Cuando desde lejos, al enfilar la carretera del Pinar de Antequera, divisábamos la peculiar arquitectura de la iglesia levantándose sobre pabellones y campos de deportes, era como acercarnos al faro de una isla perdida en la inmensidad del océano. Agua por todas partes, sin tierra a la vista, excepto la campana de cristal en forma de niebla que nosotros habitábamos, al margen de las perniciosas influencias y las dañinas distracciones que abandonábamos al traspasar la verja de la entrada.

Allí nos exiliábamos, nos exiliaban, para ser exactos, bajo una bóveda casi perfecta –aunque hacia finales de la década de los sesenta y sobre todo con la llegada de externos, en 1971, el enclaustramiento comenzaba a resquebrajarse- cimentada sobre un sentido riguroso de la disciplina, no pocas veces adobada con algún que otro castigo físico menor, donde el contacto con el mundo exterior nos estaba vedado de forma inapelable.

Salvo por algunas migajas dominicales reservadas para ciertos avezados deportistas que se desplazaban para competir en las pistas del Frente de Juventudes o los afamados miembros de la Coral Virgen del Rosario, participantes asiduos en procesiones y concursos radiofónicos de la vecina Pucela.

Para el resto de alumnos, del lunes, en la madrugada, al domingo por la noche, semana a semana, mes a mes, nuestro hábitat, como se dice ahora, estaba estrictamente contenido en aquel maravilloso envoltorio ideado por D. Miguel Fisac. Incluso dentro de aquel espacio físico, también había confines geográficos que bajo ninguna excusa podíamos atravesar so pena de quebrantar, infracción grave, alguna de las múltiples normas. Prohibido ir al Pabellón de Mayores, mucho menos transitar por el de los Padres.
━━━
> **Tarea**: Escribe la continuación del texto sobre el internado del Pinar de Antequera a partir de su última frase.

> **Sección de datos**:
━━━
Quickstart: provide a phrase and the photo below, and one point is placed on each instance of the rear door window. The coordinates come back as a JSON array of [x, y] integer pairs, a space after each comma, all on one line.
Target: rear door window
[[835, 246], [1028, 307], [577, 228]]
━━━
> **Resultado**:
Viaje de cercanías, pero tan exótico, al que por si algún extraordinario y puntual motivo acudíamos, después narrábamos con admiración a nuestros compañeros. Los mosaicos que habíamos avistado en su comedor desde la portería o que en su Sala de Comunidad había una ¡televisión! Así que estudios, yantares, rezos y juegos transcurrían en el reducido espacio de no más de tres campos de fútbol, incluyendo los dos terrenos de juego en los que, durante el recreo, perseguíamos con denuedo el esférico.

Arcas Reales no constituía una excepción. Castilla la Vieja estaba poblada de instituciones similares. En las capitales de provincia, por decenas, en pueblos grandes unos cuantos, incluso en aldeas que habían pasado por tiempos mejores todavía quedaban murallas de huertas conventuales, iglesias de tamaños catedralicios que acogían numerosos internados de monjas y frailes de adscripciones tradicionales y, algunas, congregaciones y asociaciones de nuevo cuño, a cuál con denominación más pintoresca que su vecino: montfortianos, espiritanos, reparadores.

La gran mayoría de estos internados religiosos, nacidos al calor, si se puede decir, de las tragedias de la posguerra, se basaban en el concepto, parcialmente equivocado, más ilusorio que previsor y, ciertamente corto de miras, de que el mundo era inmutable, perenne y las penurias de nuestros progenitores y abuelos constituirían “in aeternum” un semillero inagotable de vocaciones religiosas. Arcas Reales era, según creían a pies juntillas muchos de nuestros profesores, el vivero germinal de futuros evangelizadores en los arrozales vietnamitas, manantial de intrépidos misioneros capaces de franquear el, momentáneamente inexpugnable, telón de bambú del tío Mao.

En aquel momento y en aquella época la noción de vocación sociológica era impensable, incluso inaceptable y, sin embargo, muchos de los que por allí pasamos, la inmensa mayoría, sin duda, llegamos allí como consecuencia de un razonable y legítimo deseo de nuestros progenitores para propulsarnos por la escala social hacia más abundantes pastos y fértiles barbechos, vía los banzos del estudio y la excelencia académica. A un costo asequible para ellos, todo hay que decirlo. Tenían meridianamente claro que, de una manera u otra, lo mejor para sus vástagos era que abandonáramos, costara lo que costase, los páramos y rastrojos donde ellos se estaban dejando el sudor y la vida.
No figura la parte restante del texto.